##### Data entries #####
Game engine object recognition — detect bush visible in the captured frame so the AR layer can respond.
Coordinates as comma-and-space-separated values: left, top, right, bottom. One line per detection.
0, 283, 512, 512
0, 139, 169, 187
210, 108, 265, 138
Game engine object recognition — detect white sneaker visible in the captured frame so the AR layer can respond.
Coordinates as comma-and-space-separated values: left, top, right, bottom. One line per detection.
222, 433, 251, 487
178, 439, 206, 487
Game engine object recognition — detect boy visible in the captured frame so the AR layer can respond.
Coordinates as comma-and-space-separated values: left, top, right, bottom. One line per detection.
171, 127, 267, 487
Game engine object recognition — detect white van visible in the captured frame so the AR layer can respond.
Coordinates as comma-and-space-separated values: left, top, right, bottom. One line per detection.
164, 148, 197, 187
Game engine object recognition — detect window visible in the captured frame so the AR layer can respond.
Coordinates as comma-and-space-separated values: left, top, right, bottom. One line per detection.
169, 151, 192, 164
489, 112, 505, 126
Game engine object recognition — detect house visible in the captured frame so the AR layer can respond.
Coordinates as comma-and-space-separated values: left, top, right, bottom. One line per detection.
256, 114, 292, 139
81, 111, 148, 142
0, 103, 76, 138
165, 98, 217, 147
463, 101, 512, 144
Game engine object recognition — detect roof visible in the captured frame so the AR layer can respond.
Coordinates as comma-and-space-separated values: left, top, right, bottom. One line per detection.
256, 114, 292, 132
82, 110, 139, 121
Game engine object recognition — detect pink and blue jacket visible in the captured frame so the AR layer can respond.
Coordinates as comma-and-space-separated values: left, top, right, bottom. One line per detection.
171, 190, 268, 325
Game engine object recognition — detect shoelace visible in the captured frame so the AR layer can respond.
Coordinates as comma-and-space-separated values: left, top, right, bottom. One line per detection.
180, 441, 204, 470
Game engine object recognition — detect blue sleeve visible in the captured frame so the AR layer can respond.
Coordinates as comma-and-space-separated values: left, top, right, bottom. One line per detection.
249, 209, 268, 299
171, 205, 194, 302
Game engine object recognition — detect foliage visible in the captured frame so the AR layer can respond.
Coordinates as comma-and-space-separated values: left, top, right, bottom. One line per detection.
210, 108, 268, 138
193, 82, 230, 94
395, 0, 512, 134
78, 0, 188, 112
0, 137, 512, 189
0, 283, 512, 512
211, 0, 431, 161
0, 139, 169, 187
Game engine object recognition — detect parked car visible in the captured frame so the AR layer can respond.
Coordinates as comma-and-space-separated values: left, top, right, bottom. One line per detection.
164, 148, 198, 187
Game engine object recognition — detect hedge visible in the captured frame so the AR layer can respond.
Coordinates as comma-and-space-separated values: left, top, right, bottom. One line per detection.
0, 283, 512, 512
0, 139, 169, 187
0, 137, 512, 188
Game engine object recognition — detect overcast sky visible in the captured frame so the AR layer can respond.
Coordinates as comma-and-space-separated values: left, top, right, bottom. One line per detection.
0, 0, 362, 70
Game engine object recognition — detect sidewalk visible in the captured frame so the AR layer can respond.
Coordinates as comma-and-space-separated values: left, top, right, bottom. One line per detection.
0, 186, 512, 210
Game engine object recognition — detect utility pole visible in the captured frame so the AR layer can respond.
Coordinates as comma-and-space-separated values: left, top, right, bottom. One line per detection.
#####
## [Job]
Convert the data above into a Markdown table with two columns, Row and Line. Put each line of the data in its own row, number the rows in order, and leave out blank lines.

## [Written answer]
| Row | Line |
|---|---|
| 1 | Game engine object recognition — detect bush visible in the captured frame so the AR layer can respond. |
| 2 | Coordinates as comma-and-space-separated values: left, top, right, bottom. One line per detection. |
| 3 | 0, 283, 512, 512 |
| 4 | 0, 139, 169, 187 |
| 5 | 210, 108, 265, 138 |
| 6 | Game engine object recognition — detect white sneaker visible in the captured frame so the AR layer can respond. |
| 7 | Coordinates as comma-and-space-separated values: left, top, right, bottom. One line per detection. |
| 8 | 222, 433, 251, 487 |
| 9 | 178, 439, 206, 487 |
| 10 | Game engine object recognition — detect boy visible in the captured frame so the AR layer can respond. |
| 11 | Coordinates as comma-and-space-separated values: left, top, right, bottom. One line per detection. |
| 12 | 171, 127, 267, 487 |
| 13 | Game engine object recognition — detect white van visible in the captured frame so the AR layer can respond. |
| 14 | Coordinates as comma-and-space-separated values: left, top, right, bottom. One line per detection. |
| 15 | 164, 148, 197, 187 |
| 16 | Game engine object recognition — detect window visible in the captured frame so the AR layer can respond. |
| 17 | Coordinates as comma-and-space-separated values: left, top, right, bottom. One line per detection. |
| 18 | 169, 151, 192, 164 |
| 19 | 489, 112, 505, 126 |
| 20 | Game engine object recognition — detect house visible in the captured frame so the AR layer can respond. |
| 21 | Coordinates as comma-and-space-separated values: left, top, right, bottom. One line per detection. |
| 22 | 256, 114, 292, 139 |
| 23 | 81, 111, 148, 142 |
| 24 | 0, 103, 76, 138 |
| 25 | 165, 98, 217, 147 |
| 26 | 463, 101, 512, 144 |
| 27 | Game engine object recognition — detect roof visible in the captured frame so the AR layer can respond. |
| 28 | Coordinates as comma-and-space-separated values: left, top, right, bottom. One line per detection. |
| 29 | 256, 114, 292, 132 |
| 30 | 82, 110, 139, 121 |
| 31 | Game engine object recognition — detect pink and blue jacket visible in the captured frame so the AR layer can respond. |
| 32 | Coordinates as comma-and-space-separated values: left, top, right, bottom. One line per detection. |
| 33 | 171, 190, 268, 325 |
| 34 | Game engine object recognition — detect shoelace visible in the captured frame so the AR layer can respond. |
| 35 | Coordinates as comma-and-space-separated values: left, top, right, bottom. One line per detection. |
| 36 | 180, 441, 204, 470 |
| 37 | Game engine object recognition — detect blue sleeve visible in the captured frame so the AR layer can respond. |
| 38 | Coordinates as comma-and-space-separated values: left, top, right, bottom. One line per detection. |
| 39 | 249, 209, 268, 299 |
| 40 | 171, 205, 194, 302 |
| 41 | Game engine object recognition — detect foliage visible in the captured frame so the AR layer can respond. |
| 42 | Coordinates as comma-and-space-separated values: left, top, right, bottom. One line per detection. |
| 43 | 210, 108, 268, 138 |
| 44 | 193, 82, 230, 94 |
| 45 | 395, 0, 512, 134 |
| 46 | 78, 0, 188, 112 |
| 47 | 0, 137, 512, 189 |
| 48 | 0, 283, 512, 512 |
| 49 | 211, 0, 431, 161 |
| 50 | 0, 139, 169, 187 |
| 51 | Game engine object recognition — detect parked car visible in the captured frame so the AR layer can respond. |
| 52 | Coordinates as comma-and-space-separated values: left, top, right, bottom. One line per detection. |
| 53 | 164, 148, 198, 187 |
| 54 | Game engine object recognition — detect hedge visible in the captured frame so the AR layer can respond. |
| 55 | Coordinates as comma-and-space-separated values: left, top, right, bottom. One line per detection. |
| 56 | 0, 283, 512, 512 |
| 57 | 0, 139, 169, 187 |
| 58 | 0, 137, 512, 188 |
| 59 | Game engine object recognition — detect overcast sky visible in the captured frame so the AR layer can respond. |
| 60 | Coordinates as comma-and-space-separated values: left, top, right, bottom. One line per detection. |
| 61 | 0, 0, 362, 70 |
| 62 | Game engine object recognition — detect sidewalk visible in the captured frame so the AR layer can respond. |
| 63 | Coordinates as comma-and-space-separated values: left, top, right, bottom. One line per detection. |
| 64 | 0, 186, 512, 210 |
| 65 | Game engine object recognition — detect utility pole visible in the captured frame so the AR layer can respond. |
| 66 | Coordinates as comma-and-space-separated values: left, top, right, bottom. One line per detection. |